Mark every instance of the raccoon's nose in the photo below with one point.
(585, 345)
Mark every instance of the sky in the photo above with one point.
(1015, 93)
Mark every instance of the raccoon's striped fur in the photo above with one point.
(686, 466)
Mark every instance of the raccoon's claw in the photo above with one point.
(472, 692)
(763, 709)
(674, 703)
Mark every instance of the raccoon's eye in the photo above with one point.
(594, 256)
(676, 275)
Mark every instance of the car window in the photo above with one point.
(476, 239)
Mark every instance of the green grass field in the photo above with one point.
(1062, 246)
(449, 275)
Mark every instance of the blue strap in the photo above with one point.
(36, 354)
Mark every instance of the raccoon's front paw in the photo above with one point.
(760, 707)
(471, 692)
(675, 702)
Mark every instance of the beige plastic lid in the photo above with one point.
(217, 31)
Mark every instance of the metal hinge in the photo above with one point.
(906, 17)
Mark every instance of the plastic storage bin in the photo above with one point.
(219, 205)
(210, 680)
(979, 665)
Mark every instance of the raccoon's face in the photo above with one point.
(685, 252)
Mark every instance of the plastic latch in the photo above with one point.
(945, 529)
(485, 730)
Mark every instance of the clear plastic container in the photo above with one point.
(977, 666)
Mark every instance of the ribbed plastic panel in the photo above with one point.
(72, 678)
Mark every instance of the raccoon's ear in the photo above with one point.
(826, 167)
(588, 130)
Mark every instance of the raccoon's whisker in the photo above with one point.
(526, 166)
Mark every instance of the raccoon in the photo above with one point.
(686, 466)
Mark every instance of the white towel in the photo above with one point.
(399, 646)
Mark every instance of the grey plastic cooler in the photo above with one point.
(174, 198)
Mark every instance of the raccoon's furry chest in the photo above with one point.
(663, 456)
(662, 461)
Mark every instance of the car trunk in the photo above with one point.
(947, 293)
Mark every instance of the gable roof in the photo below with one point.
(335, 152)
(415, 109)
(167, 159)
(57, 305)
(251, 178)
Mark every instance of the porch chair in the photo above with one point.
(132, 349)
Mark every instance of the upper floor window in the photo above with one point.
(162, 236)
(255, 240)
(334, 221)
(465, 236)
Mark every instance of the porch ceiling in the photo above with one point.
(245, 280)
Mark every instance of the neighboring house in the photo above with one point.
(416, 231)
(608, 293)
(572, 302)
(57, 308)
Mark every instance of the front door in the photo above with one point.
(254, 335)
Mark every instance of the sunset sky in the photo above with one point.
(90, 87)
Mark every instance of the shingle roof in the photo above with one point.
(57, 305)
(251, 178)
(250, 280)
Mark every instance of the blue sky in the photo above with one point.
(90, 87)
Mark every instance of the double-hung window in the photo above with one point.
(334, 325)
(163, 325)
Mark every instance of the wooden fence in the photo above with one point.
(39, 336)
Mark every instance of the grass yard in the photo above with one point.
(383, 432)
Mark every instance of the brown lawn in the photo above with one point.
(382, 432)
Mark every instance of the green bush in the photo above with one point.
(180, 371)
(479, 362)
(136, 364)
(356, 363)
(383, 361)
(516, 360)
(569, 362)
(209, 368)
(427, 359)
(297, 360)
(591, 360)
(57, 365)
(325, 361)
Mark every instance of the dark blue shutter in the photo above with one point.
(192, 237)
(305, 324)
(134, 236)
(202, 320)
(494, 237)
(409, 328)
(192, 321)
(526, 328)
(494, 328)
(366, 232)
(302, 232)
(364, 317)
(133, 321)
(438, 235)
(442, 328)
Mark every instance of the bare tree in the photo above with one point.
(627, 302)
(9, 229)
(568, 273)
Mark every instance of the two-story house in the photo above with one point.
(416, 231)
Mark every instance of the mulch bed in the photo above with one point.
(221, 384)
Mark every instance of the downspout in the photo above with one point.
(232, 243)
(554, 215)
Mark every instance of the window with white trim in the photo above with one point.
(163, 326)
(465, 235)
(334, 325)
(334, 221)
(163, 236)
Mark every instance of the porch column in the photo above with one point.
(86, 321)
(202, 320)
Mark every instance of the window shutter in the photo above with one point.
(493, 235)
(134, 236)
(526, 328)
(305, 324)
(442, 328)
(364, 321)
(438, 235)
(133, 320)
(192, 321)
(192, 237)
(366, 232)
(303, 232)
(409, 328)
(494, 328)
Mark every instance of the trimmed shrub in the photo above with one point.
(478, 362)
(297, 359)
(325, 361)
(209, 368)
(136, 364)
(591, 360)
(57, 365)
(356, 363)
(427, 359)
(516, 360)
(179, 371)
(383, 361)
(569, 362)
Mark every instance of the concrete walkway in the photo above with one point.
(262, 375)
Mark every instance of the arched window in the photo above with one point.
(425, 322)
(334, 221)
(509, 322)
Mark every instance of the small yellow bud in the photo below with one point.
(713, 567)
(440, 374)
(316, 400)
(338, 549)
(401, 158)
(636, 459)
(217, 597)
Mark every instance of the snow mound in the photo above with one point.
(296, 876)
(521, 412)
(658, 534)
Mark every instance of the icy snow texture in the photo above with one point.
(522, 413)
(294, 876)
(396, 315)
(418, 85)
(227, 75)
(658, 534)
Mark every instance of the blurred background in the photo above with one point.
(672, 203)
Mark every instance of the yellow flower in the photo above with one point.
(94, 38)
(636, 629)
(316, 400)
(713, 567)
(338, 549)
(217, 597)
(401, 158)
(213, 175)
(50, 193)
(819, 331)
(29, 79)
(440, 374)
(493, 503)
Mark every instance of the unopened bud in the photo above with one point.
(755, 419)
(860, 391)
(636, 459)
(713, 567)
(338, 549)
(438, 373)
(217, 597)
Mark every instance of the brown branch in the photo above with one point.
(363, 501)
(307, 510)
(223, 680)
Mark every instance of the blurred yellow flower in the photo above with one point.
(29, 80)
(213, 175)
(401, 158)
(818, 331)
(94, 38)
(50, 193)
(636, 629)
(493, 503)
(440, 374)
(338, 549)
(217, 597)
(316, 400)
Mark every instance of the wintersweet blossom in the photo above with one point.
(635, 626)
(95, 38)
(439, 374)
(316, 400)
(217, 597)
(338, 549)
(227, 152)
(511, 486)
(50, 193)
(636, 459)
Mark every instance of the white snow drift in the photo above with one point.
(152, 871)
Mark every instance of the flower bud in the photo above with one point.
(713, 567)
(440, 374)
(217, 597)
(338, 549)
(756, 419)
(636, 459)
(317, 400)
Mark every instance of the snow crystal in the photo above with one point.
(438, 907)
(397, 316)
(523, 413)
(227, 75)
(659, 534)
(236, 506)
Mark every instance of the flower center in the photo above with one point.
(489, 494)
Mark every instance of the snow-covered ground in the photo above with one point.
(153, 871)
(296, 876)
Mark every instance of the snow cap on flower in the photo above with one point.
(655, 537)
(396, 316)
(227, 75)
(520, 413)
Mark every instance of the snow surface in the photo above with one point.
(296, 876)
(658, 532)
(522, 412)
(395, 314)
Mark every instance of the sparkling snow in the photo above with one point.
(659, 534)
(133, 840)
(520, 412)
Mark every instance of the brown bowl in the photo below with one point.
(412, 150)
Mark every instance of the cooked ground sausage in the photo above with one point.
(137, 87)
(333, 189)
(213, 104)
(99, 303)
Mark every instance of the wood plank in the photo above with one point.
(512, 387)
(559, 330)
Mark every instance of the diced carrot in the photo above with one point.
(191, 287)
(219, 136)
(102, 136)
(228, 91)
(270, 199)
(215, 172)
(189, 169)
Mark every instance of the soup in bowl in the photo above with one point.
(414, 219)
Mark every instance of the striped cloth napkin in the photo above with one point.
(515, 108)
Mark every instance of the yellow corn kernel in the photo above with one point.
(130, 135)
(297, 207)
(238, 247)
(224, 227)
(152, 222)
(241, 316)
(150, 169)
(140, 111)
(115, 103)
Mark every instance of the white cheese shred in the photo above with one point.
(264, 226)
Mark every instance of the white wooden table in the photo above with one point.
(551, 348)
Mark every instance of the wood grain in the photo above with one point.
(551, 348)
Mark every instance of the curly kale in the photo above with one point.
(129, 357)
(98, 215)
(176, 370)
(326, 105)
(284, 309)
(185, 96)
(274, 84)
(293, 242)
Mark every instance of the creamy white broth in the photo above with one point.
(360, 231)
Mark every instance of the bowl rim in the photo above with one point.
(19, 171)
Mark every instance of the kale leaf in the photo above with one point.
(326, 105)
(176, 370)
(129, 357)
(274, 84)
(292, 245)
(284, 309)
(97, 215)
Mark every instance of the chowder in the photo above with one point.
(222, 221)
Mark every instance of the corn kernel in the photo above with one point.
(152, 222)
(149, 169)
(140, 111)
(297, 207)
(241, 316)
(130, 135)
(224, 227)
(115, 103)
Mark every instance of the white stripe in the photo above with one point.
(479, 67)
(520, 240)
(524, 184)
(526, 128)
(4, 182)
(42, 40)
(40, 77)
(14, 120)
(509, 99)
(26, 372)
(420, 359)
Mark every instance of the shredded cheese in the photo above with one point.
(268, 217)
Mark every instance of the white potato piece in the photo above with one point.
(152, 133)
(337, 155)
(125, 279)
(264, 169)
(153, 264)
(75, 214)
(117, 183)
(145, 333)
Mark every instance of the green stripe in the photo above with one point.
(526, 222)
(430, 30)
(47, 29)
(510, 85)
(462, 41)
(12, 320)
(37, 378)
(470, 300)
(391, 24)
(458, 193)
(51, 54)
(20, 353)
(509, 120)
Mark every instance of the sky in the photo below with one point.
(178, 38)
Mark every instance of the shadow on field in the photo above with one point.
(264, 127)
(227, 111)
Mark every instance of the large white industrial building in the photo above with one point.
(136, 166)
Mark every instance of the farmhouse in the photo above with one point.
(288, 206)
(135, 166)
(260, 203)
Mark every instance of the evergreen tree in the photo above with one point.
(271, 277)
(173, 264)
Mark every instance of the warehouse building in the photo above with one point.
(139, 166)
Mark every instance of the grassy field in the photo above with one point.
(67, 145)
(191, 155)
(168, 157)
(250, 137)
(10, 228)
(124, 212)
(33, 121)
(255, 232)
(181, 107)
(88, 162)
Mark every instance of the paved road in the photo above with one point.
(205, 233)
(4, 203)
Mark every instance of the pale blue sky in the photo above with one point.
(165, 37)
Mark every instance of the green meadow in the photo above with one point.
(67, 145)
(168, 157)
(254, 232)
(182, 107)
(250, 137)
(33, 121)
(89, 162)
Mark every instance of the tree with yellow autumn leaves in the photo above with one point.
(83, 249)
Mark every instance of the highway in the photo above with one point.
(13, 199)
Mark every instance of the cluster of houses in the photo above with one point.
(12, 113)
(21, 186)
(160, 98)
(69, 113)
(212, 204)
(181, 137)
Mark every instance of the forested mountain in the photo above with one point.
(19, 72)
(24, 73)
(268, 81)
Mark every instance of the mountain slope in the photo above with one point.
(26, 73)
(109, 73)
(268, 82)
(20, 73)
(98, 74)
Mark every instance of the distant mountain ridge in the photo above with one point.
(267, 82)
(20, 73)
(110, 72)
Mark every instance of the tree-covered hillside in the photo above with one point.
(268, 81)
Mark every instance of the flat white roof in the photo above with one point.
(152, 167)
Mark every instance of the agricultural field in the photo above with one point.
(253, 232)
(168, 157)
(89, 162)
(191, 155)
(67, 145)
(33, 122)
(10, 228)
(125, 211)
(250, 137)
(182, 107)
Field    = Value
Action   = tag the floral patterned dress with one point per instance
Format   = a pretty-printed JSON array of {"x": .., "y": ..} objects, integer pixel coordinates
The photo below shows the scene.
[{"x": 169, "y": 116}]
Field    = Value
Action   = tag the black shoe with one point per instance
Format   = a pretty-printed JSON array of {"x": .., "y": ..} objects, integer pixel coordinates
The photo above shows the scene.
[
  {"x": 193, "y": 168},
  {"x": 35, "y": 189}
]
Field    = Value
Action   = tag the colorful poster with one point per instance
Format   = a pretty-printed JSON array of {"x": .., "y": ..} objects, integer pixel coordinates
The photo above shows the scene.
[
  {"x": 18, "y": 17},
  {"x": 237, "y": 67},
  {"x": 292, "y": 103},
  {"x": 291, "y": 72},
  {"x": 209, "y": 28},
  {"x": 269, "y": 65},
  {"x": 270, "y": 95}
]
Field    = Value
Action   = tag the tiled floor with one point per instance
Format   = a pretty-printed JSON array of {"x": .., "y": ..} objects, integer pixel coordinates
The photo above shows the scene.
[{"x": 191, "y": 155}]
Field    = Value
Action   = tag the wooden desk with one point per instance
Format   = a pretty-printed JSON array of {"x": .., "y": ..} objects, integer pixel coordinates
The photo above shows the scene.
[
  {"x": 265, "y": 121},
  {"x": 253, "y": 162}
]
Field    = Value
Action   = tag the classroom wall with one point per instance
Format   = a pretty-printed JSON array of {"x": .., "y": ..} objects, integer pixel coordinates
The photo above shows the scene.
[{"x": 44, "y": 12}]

* _WHAT THE TASK ASKS_
Go through the preceding material and copy each line that has the word "Action".

* _ANSWER TO THE EXERCISE_
Action   = tag the floral patterned dress with one point per instance
Action   = tag the black shoe with one point per instance
Action   = tag the colorful poster with one point per instance
Action   = tag the tiled floor with one point per instance
Action   = tag the wooden desk with one point per instance
Action   = tag the classroom wall with one point per instance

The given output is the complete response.